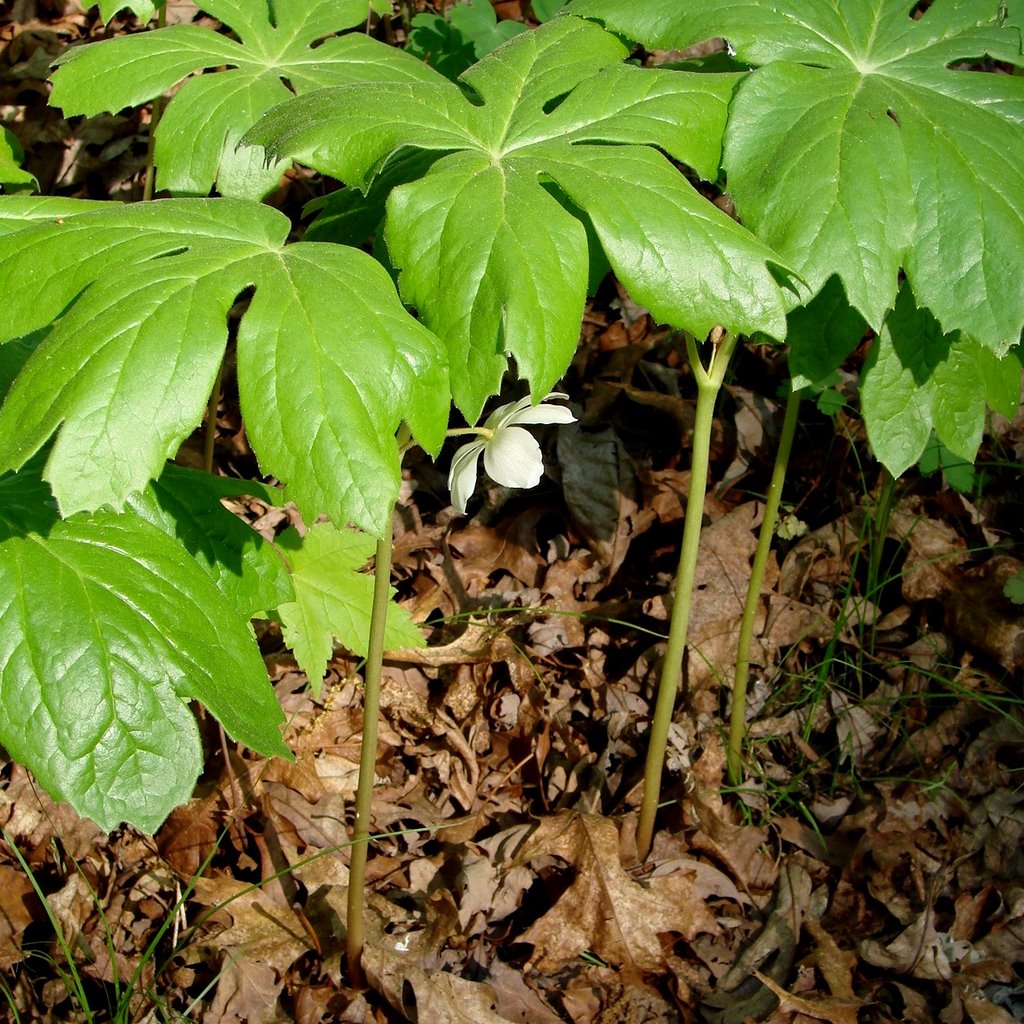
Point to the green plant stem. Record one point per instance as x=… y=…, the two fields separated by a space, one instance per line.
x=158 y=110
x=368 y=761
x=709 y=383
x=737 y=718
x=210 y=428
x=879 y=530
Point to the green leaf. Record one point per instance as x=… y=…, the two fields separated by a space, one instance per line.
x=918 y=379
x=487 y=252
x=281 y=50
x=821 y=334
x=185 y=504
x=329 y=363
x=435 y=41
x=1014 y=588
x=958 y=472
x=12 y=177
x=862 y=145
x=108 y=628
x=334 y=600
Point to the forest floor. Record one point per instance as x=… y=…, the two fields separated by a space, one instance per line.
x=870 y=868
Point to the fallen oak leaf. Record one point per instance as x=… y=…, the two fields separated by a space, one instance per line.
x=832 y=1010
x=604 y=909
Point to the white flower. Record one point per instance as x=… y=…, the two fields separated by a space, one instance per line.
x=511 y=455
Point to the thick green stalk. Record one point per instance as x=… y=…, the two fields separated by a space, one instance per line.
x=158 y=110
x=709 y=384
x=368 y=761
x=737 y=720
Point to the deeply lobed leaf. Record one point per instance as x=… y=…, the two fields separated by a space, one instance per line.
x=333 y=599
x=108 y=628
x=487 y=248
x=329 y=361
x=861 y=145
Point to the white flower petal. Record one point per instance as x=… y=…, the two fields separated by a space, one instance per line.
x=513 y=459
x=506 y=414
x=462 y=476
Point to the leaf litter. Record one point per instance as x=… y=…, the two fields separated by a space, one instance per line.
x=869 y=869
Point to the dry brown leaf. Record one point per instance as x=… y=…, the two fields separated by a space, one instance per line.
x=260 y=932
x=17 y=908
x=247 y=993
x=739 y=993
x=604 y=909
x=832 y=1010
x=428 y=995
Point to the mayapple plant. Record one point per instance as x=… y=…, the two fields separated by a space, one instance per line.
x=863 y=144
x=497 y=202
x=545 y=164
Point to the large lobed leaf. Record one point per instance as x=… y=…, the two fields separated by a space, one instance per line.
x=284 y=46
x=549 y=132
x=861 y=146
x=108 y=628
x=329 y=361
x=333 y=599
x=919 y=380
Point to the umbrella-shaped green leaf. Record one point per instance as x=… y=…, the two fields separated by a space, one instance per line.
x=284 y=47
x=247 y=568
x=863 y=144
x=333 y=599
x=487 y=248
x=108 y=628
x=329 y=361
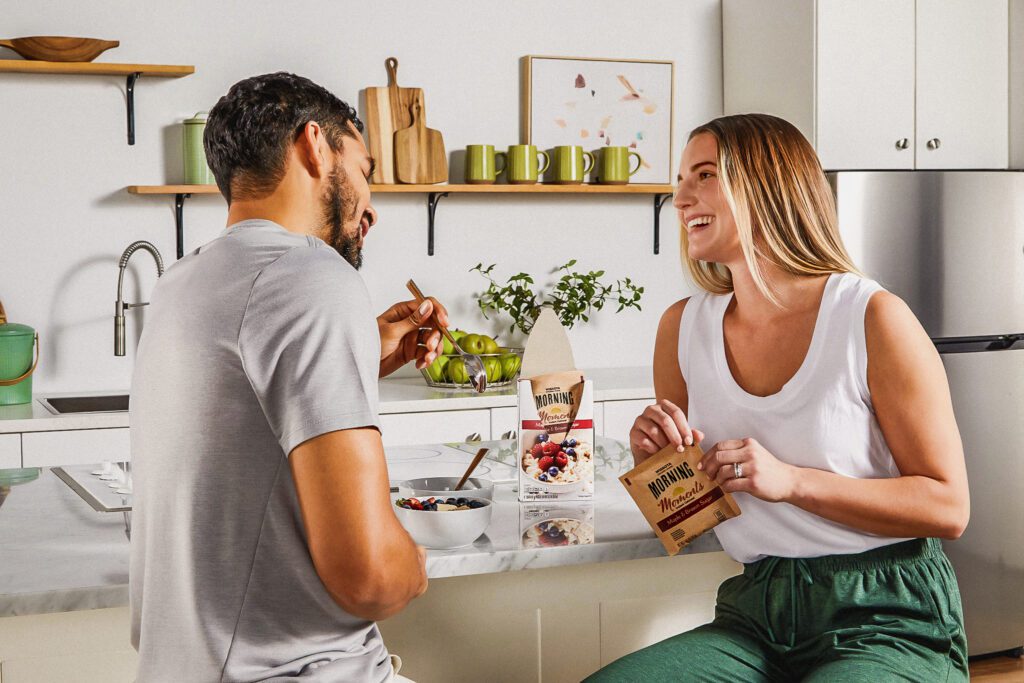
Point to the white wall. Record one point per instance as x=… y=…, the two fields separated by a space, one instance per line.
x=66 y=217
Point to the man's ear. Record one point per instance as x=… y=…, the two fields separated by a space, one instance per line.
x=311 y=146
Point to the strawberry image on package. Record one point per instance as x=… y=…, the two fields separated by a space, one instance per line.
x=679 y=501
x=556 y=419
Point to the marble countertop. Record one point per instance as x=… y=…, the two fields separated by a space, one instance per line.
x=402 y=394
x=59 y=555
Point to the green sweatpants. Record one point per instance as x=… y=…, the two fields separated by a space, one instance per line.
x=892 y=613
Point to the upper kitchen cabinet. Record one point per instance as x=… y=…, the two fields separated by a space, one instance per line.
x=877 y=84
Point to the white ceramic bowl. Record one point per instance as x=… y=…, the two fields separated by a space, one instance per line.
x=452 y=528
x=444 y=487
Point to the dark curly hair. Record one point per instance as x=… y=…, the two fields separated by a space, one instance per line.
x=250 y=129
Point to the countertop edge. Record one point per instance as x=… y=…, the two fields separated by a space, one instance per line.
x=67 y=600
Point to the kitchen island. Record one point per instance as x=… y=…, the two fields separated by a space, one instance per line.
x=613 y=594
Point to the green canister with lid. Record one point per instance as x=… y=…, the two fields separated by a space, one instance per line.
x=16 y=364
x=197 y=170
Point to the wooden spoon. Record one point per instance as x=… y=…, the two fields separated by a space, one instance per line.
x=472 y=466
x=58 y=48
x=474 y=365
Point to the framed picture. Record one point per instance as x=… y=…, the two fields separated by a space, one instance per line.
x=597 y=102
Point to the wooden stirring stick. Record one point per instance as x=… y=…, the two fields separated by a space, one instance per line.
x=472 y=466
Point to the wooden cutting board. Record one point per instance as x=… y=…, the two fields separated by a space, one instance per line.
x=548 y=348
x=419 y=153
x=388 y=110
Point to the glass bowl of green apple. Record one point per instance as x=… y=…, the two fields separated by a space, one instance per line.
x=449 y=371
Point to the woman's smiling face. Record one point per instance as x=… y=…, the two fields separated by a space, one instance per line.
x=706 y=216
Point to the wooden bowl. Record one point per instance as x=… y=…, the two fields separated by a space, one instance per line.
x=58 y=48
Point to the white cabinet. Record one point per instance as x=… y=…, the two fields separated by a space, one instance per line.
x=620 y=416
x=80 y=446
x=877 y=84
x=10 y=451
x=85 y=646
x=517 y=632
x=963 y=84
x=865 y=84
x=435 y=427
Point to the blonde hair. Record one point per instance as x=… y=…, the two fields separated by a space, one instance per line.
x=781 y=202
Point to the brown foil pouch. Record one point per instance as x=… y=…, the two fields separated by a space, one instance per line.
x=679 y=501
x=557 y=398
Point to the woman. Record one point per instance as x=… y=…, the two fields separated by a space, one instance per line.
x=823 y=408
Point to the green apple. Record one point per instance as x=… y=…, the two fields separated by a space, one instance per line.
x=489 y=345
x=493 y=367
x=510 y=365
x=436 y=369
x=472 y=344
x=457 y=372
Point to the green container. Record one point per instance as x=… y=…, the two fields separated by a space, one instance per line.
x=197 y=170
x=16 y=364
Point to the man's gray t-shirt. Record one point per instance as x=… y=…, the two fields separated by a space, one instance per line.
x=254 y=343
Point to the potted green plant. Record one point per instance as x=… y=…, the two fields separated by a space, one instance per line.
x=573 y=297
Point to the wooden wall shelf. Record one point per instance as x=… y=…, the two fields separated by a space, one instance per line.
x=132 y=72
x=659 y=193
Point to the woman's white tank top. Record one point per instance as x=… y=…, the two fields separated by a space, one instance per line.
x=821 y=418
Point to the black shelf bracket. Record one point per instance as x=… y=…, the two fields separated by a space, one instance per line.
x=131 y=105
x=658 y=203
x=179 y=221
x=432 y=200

------------------------------------------------

What is required: Please reproduce all the rows above verbatim, leaving the pictures out.

Problem solution:
Point to the green plant stem. Record one point per instance as x=… y=…, the two fields separated by a space, one instance per line.
x=158 y=110
x=368 y=761
x=709 y=383
x=737 y=718
x=210 y=428
x=879 y=530
Point to the green leaf. Record one point per instance as x=… y=…, the two fields separated by a space, one instance per line.
x=918 y=379
x=487 y=252
x=281 y=50
x=821 y=334
x=185 y=504
x=329 y=363
x=435 y=41
x=1014 y=588
x=958 y=472
x=12 y=177
x=862 y=145
x=108 y=628
x=334 y=600
Point to the forest floor. Record one point per instance as x=… y=…, the two fields separated by a space, one instance per line.
x=870 y=868
Point to the fallen oak leaf. Record one point per instance as x=… y=…, the two fields separated by a space, one instance per line.
x=832 y=1010
x=604 y=909
Point to the white flower. Record one point per instance as x=… y=…, the two fields separated by a space, one instance per line.
x=511 y=455
Point to the thick green stalk. Record one point per instance as x=… y=…, the two fields separated by a space, one instance per line.
x=158 y=110
x=709 y=384
x=368 y=761
x=737 y=720
Point to the deeply lobed leaf. Record one point per instance as x=… y=…, the two fields separated by a space, one instance per line.
x=333 y=599
x=108 y=628
x=487 y=248
x=329 y=361
x=861 y=145
Point to the white flower petal. Record one point per instance as x=… y=…, the two fields separated by a space, one instance per line.
x=513 y=459
x=506 y=414
x=462 y=476
Point to the leaf litter. Record one point per instance as x=… y=…, the two fields separated by a space, one instance per line.
x=869 y=869
Point to the dry brown leaf. Record one point per instance as x=… y=…, the two fields separated by a space, one instance per line.
x=260 y=932
x=17 y=908
x=247 y=993
x=739 y=993
x=604 y=909
x=832 y=1010
x=428 y=995
Point to the mayapple plant. Record one point per instance as x=… y=…, the two fields separated by a space, one instance per line.
x=863 y=144
x=497 y=202
x=545 y=164
Point to the large lobed leaf. Record one point per instance as x=… y=…, the two fields separated by a space, one instance per line.
x=284 y=46
x=549 y=132
x=861 y=146
x=108 y=628
x=329 y=361
x=333 y=599
x=919 y=380
Point to the umbrella-shaped green leaf. Record one point per instance as x=… y=…, the two fields separated by a space, one instance per line.
x=284 y=47
x=247 y=568
x=863 y=144
x=333 y=599
x=487 y=248
x=108 y=628
x=329 y=361
Point to the white wall. Record one point per instance as x=… y=…, the two fields separated by a space, one instance per line.
x=66 y=217
Point to the man's ear. Record one point per instance as x=… y=…, the two fields separated by a space, one instance per line.
x=311 y=146
Point to the strawberry image on package. Record one point per instance as x=… y=…, the two fields separated by a space, one instance per line.
x=679 y=501
x=556 y=419
Point to the marble countertop. Record one point per instance as x=… y=…, the two fields separated by a space, one instance per line.
x=402 y=394
x=59 y=555
Point to the green sweatpants. Record one point per instance as x=… y=…, the two fields separated by a space, one instance per line.
x=892 y=613
Point to the upper kitchen cabinet. Record one point per instance as x=… y=…, the two fields separated by a space, one instance per line.
x=877 y=84
Point to the white ceramic bowl. Record one point per instance as x=… y=…, the two fields separated by a space, one instance per line.
x=452 y=528
x=444 y=487
Point to the dark curly hair. Record one point per instance as x=… y=…, the two fields separated by a space, one instance per line.
x=250 y=129
Point to the countertop edge. Record one point per instance as x=… y=…, the two fields separated by a space, one instance per line.
x=67 y=600
Point to the kitchen island. Record one point per instance as x=… y=…, the two fields separated by a space, one instance per line.
x=613 y=594
Point to the green canister with lid. Record one point per instance as x=… y=…, the two fields separated by a space, one instance per line.
x=16 y=364
x=197 y=170
Point to the wooden spoon. Record one point per instance as x=… y=…, the two fields separated by a space, one instance per line.
x=472 y=466
x=58 y=48
x=474 y=365
Point to the framed picture. Record one point per instance as x=… y=…, the two fields separated by a space, one instance per line.
x=597 y=102
Point to the wooden stirring stick. Record one point per instance as x=… y=…, the two fields separated by a space, one instance per line.
x=472 y=466
Point to the wooden cutting board. Record one point per instance as x=… y=…, the two fields separated by a space, one instance per line.
x=548 y=348
x=419 y=153
x=388 y=110
Point to the glass bowl of green apple. Record one point per instance as x=… y=…, the two fields separated by a space, one instance per line.
x=449 y=371
Point to the woman's smiling face. Record one point per instance as x=… y=…, the two fields separated by a space, one instance per line.
x=706 y=216
Point to the wooden bowl. Record one point per instance as x=… y=…, the two fields separated by a space, one instance per line.
x=58 y=48
Point to the white cabinet. Record one point per instance as x=… y=…, the two fields separated by a space, one instance per line.
x=620 y=416
x=80 y=446
x=877 y=84
x=10 y=451
x=85 y=646
x=517 y=632
x=963 y=84
x=865 y=84
x=435 y=427
Point to the blonde hair. Record one point per instance as x=… y=…, the two fields separated by a space, one instance per line.
x=781 y=202
Point to the brown foil pouch. Record one point per instance as x=… y=…, the two fields separated by a space, one instance per line.
x=679 y=501
x=557 y=398
Point to the woman. Record one point per instance as x=… y=…, the two fields separated by a space, one instance per line.
x=823 y=408
Point to the green apple. Record one point per instance as x=… y=…, the two fields separated by a space, one instance per line.
x=489 y=345
x=493 y=367
x=510 y=365
x=436 y=369
x=472 y=344
x=457 y=372
Point to the green container. Record one point per instance as x=… y=…, the two fields separated by a space, one instance per line.
x=197 y=170
x=16 y=364
Point to the man's gray t-shirt. Record one point per instance as x=… y=…, the two fields separated by a space, one instance per line.
x=254 y=343
Point to the potted green plant. Record one point per instance as x=… y=…, the two fields separated by a space, one instance per line.
x=573 y=297
Point to the wooden wall shelf. Record one point per instance as x=… y=…, the two fields separated by a space, one instance per line.
x=132 y=72
x=659 y=193
Point to the woman's white tank top. Record one point per instance as x=… y=…, the two fields separated by a space, one instance per line.
x=821 y=418
Point to the black shelf bracket. Record one point per instance as x=… y=…, the two fields separated by a space, one instance per line.
x=131 y=105
x=658 y=203
x=179 y=221
x=432 y=200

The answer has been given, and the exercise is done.